**What to work on:**
Reproduce word for word the passage of the file structure notes that begins at the words "Add file structure" and stops after "RAPIDS' root folder.".

**Passage to read:**
Add file structure docs

pull/103/head
JulioV 2020-11-04 14:11:46 -05:00
parent 1ea2730afd
commit ce55cbda4a
5 changed files with 24 additions and 12 deletions

View File

@ -0,0 +1,18 @@
# File Structure
All paths mentioned in this page are relative to RAPIDS' root folder.
If you want to extract the behavioral features that RAPIDS offers, you will only have to create or modify the [`.env` file](https://www.rapids.science/setup/configuration/#database-credentials), [participants files](https://www.rapids.science/setup/configuration/#participant-files), [day segment files](https://www.rapids.science/setup/configuration/#day-segments), and the `config.yaml` file. The `config.yaml` file is the heart of RAPIDS and includes parameters to manage participants, data sources, sensor data, visualizations and more.
All data is saved in `data/`. The `data/external/` folder stores any data imported or created by the user, `data/raw/` stores sensor data as imported from your database, `data/interim/` has intermediate files necessary to compute behavioral features from raw data, and `data/processed/` has all the final files with the behavioral features in folders per participant and sensor.
All the source code is saved in `src/`. The `src/data/` folder stores scripts to download, clean and pre-process sensor data, `src/features` has scripts to extract behavioral features organized in their respective subfolders , `src/models/` can host any script to create models or statistical analyses with the behavioral features you extract, and `src/visualization/` has scripts to create plots of the raw and processed data.

**Information shown:**
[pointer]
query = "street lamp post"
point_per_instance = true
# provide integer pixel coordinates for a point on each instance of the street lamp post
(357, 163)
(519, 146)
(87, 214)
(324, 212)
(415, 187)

**Result of this task:**
Add file structure docs

pull/103/head
JulioV 2020-11-04 14:11:46 -05:00
parent 1ea2730afd
commit ce55cbda4a
5 changed files with 24 additions and 12 deletions

View File

@ -0,0 +1,18 @@
# File Structure
All paths mentioned in this page are relative to RAPIDS' root folder.